■ Görev a ■
Aşağıdaki itirazın iptali davasına ilişkin metinden, "Dava, takip talebine" sözcüklerini içeren ifadeyle açılıp "ilişkindir. (İİK m.67)" ile kapanan bölümü harfi harfine yazın.

Davacı vekili, müvekkilinin, davalıdan olan alacağı nedeniyle, davalı aleyhine 860-USD asıl alacak ve 100,09-USD İşlemiş faiz olmak üzere toplam 960,09-USD (5.597,32-TL)(1 USD= 5,83- TL) alacağın tahsili için Ankara ….İcra Müdürlüğünün … sayılı dosyasında ilamsız haciz yolu ile icra takibine geçildiğini, takip borçlusunun borca itirazı üzerine takibin durdurulduğu, sonrasında eldeki davanın süresinde açıldığı anlaşılmıştır.
Dava, takip talebine itiraz edilen alacaklının alacağının varlığını genel hükümlere dayanarak ispat suretiyle itirazın iptali istemine ilişkindir. (İİK m.67)
Davalı vekili, müvekkili aleyhine yürütülen icra takibine süresinde verdiği dilekçe ile “ müvekkilin alacaklıya herhangi bir borcu bulunmadığını, takibe konu borcu ve ferilerini kabul etmediklerini ” bildirmiştir.
Mevcut ticari ilişkiden dolayı davacının davalıdan olan alacağının tayin ve tespiti bakımından taraflara ait ticari defterler üzerinde inceleme yapılarak 12/10/2021 ve 01/02/2022 tarihli bilirkişi raporları alınmıştır.

■ Girdi verileri ■
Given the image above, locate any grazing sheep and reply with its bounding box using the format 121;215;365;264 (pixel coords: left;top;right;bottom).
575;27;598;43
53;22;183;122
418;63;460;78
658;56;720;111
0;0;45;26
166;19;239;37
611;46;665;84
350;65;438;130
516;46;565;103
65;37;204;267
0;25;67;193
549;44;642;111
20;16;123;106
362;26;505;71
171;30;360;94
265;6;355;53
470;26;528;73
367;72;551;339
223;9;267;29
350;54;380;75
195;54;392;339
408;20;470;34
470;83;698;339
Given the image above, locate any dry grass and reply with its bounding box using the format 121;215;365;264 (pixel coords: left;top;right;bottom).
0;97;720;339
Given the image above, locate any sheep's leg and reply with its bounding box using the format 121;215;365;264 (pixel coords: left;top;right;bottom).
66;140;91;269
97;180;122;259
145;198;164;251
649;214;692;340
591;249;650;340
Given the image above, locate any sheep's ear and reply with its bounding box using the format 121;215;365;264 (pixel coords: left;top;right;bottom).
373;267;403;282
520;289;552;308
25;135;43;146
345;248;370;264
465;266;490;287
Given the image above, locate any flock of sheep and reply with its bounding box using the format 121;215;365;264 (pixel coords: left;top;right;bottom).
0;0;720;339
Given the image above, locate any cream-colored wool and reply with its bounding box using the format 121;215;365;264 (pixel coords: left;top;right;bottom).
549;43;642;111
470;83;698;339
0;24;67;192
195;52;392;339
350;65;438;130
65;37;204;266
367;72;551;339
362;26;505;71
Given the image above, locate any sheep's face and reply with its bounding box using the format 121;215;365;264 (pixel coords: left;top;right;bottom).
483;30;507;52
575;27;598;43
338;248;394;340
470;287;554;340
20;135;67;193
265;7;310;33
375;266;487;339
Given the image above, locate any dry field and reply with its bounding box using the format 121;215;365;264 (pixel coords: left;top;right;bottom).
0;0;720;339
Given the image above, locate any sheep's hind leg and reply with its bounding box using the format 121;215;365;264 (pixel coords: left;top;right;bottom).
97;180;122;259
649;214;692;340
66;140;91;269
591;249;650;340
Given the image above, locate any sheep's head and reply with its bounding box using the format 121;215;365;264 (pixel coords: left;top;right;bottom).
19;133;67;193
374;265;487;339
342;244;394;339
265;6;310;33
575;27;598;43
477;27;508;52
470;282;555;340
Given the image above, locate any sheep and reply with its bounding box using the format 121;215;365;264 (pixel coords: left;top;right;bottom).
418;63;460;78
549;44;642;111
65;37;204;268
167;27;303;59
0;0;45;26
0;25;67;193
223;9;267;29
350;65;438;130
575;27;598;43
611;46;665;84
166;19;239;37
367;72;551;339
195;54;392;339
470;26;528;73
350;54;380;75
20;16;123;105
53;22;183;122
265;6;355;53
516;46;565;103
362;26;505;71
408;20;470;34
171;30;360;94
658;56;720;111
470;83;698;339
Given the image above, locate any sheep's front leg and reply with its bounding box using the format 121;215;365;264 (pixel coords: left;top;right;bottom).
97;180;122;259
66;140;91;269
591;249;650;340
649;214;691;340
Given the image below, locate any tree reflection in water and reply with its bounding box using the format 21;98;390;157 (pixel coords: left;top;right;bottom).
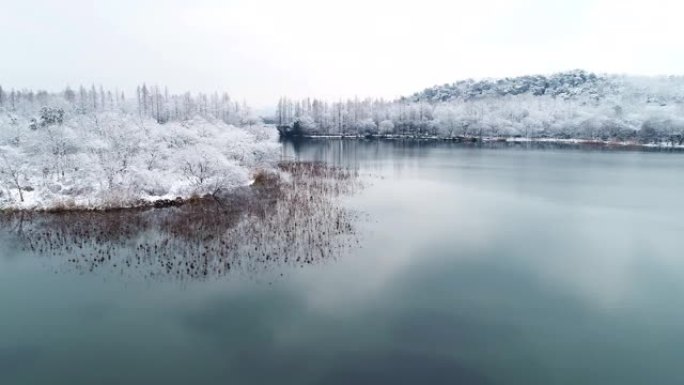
0;162;360;280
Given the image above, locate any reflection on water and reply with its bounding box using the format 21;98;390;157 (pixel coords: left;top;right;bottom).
0;140;684;385
0;162;359;280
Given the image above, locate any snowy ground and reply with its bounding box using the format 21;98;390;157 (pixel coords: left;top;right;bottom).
0;112;278;210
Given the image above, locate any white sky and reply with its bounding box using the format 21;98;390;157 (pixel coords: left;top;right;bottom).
0;0;684;107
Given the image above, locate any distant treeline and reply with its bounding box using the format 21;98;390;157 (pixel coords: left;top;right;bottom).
275;71;684;144
0;84;257;124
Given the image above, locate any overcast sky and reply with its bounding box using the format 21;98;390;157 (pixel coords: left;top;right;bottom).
0;0;684;107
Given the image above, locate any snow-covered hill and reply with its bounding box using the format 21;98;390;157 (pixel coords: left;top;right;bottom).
277;71;684;145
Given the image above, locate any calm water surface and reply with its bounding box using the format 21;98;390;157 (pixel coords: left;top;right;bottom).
0;140;684;385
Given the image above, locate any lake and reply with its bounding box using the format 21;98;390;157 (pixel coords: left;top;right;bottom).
0;140;684;385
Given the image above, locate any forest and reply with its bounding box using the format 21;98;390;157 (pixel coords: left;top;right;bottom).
275;70;684;145
0;85;278;209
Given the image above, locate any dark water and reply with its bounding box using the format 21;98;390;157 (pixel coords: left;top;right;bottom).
0;141;684;385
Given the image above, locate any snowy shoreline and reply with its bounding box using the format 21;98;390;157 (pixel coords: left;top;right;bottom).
0;113;279;211
283;135;684;150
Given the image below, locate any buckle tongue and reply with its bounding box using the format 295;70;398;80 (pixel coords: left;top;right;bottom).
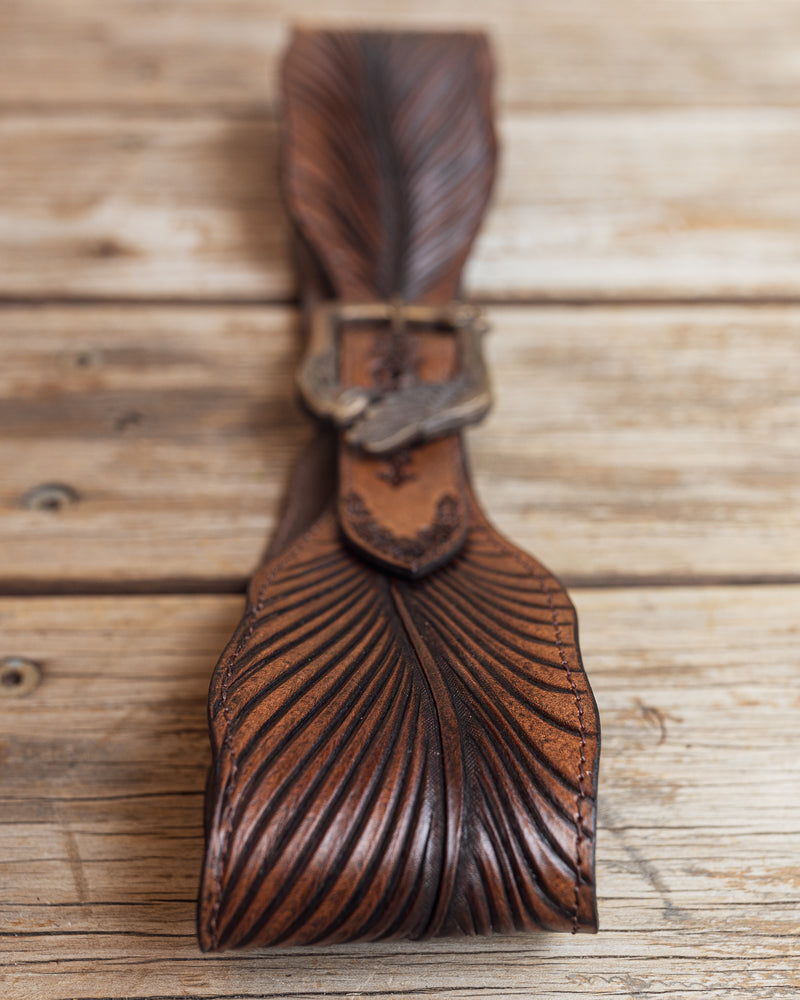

■ Görev b ■
Yukarıdaki kayıtlarda "snowy" dizesini barındıran bütün satırları toplayın ve birebir aktarın.

■ Doğru yanıt a ■
Dava, takip talebine itiraz edilen alacaklının alacağının varlığını genel hükümlere dayanarak ispat suretiyle itirazın iptali istemine ilişkindir. (İİK m.67)

■ Doğru yanıt b ■
Given the image above, locate any snowy ground and reply with its bounding box using the format 21;98;390;157 (pixel coords: left;top;right;bottom).
Given the image above, locate any snowy shoreline and reply with its bounding box using the format 21;98;390;157 (pixel coords: left;top;right;bottom).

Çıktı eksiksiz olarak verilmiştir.